▸ Given task A:
Reproduce the bankruptcy claim passage below word for word, from start to finish.

▸ Quoted text:
The Third Circuit in In re M. Frenville Co., examined the issue of when a claim arises in the context of the automatic stay provision of § 362. 744 F.2d 332, 336 (1984), cert. denied 469 U.S. 1160, 105 S.Ct. 911, 83 L.Ed.2d 925 (1985). As noted by the Frenville court, in determining when a claim arises "the threshold requirement of a claim must first be met there must be a right to payment." Frenville, 744 F.2d at 336; 11 U.S.C. § 101(4)(A). Consequently, the critical issue in the present matter is when did respondent's right to payment for the legal services rendered arise. Although federal law determines which claims are cognizable pursuant to the Bankruptcy Code, the question of when a right to payment arises, absent overriding federal law, "is to be determined by reference to state law." *415 Frenville, 744 F.2d at 337 (quoting Vanston Bondholders Protective Committee v. Green, 329 U.S. 156, 161, 67 S.Ct. 237, 239, 91 L.Ed. 162 (1946)).
The subject matter of the debt at issue is legal services performed by respondent from May 3, 2001 to July 24, 2001. Debtor failed to pay what was owed for those services. A cause of action for breach of contract accrues when the breach occurs. Pennsylvania Co., v. Good, 103 N.E. 672 (1913). Debtor's failure to pay respondent's fees breached the contract between the parties, which in turn created respondent's right to payment.[3] Further, the earliest point from which respondent's right to payment arose was debtor's failure to pay respondent for work respondent performed on May 3, 2001. Therefore, respondent's claim was clearly subsequent to debtor's March 27, 2001, chapter 7 filing.

▸ Given task B:
From the records below, pick out every line that contains the string "marker", and copy each one. Match uppercase and lowercase exactly.

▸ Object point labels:

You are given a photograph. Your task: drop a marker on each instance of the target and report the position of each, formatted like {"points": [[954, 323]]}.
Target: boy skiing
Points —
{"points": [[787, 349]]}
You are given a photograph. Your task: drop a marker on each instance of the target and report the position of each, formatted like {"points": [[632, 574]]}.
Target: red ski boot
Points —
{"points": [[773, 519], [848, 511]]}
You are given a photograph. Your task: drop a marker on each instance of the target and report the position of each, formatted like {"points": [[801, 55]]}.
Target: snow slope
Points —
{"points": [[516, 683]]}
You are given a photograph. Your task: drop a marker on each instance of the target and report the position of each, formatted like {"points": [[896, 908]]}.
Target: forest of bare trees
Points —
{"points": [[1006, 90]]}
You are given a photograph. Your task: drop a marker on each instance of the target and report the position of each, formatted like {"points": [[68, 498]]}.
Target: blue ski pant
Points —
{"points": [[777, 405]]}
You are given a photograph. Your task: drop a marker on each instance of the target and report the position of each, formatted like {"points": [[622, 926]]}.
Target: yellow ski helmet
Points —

▸ Written answer A:
The Third Circuit in In re M. Frenville Co., examined the issue of when a claim arises in the context of the automatic stay provision of § 362. 744 F.2d 332, 336 (1984), cert. denied 469 U.S. 1160, 105 S.Ct. 911, 83 L.Ed.2d 925 (1985). As noted by the Frenville court, in determining when a claim arises "the threshold requirement of a claim must first be met there must be a right to payment." Frenville, 744 F.2d at 336; 11 U.S.C. § 101(4)(A). Consequently, the critical issue in the present matter is when did respondent's right to payment for the legal services rendered arise. Although federal law determines which claims are cognizable pursuant to the Bankruptcy Code, the question of when a right to payment arises, absent overriding federal law, "is to be determined by reference to state law." *415 Frenville, 744 F.2d at 337 (quoting Vanston Bondholders Protective Committee v. Green, 329 U.S. 156, 161, 67 S.Ct. 237, 239, 91 L.Ed. 162 (1946)).
The subject matter of the debt at issue is legal services performed by respondent from May 3, 2001 to July 24, 2001. Debtor failed to pay what was owed for those services. A cause of action for breach of contract accrues when the breach occurs. Pennsylvania Co., v. Good, 103 N.E. 672 (1913). Debtor's failure to pay respondent's fees breached the contract between the parties, which in turn created respondent's right to payment.[3] Further, the earliest point from which respondent's right to payment arose was debtor's failure to pay respondent for work respondent performed on May 3, 2001. Therefore, respondent's claim was clearly subsequent to debtor's March 27, 2001, chapter 7 filing.

▸ Written answer B:
You are given a photograph. Your task: drop a marker on each instance of the target and report the position of each, formatted like {"points": [[954, 323]]}.
You are given a photograph. Your task: drop a marker on each instance of the target and report the position of each, formatted like {"points": [[632, 574]]}.
You are given a photograph. Your task: drop a marker on each instance of the target and report the position of each, formatted like {"points": [[801, 55]]}.
You are given a photograph. Your task: drop a marker on each instance of the target and report the position of each, formatted like {"points": [[896, 908]]}.
You are given a photograph. Your task: drop a marker on each instance of the target and report the position of each, formatted like {"points": [[68, 498]]}.
You are given a photograph. Your task: drop a marker on each instance of the target and report the position of each, formatted like {"points": [[622, 926]]}.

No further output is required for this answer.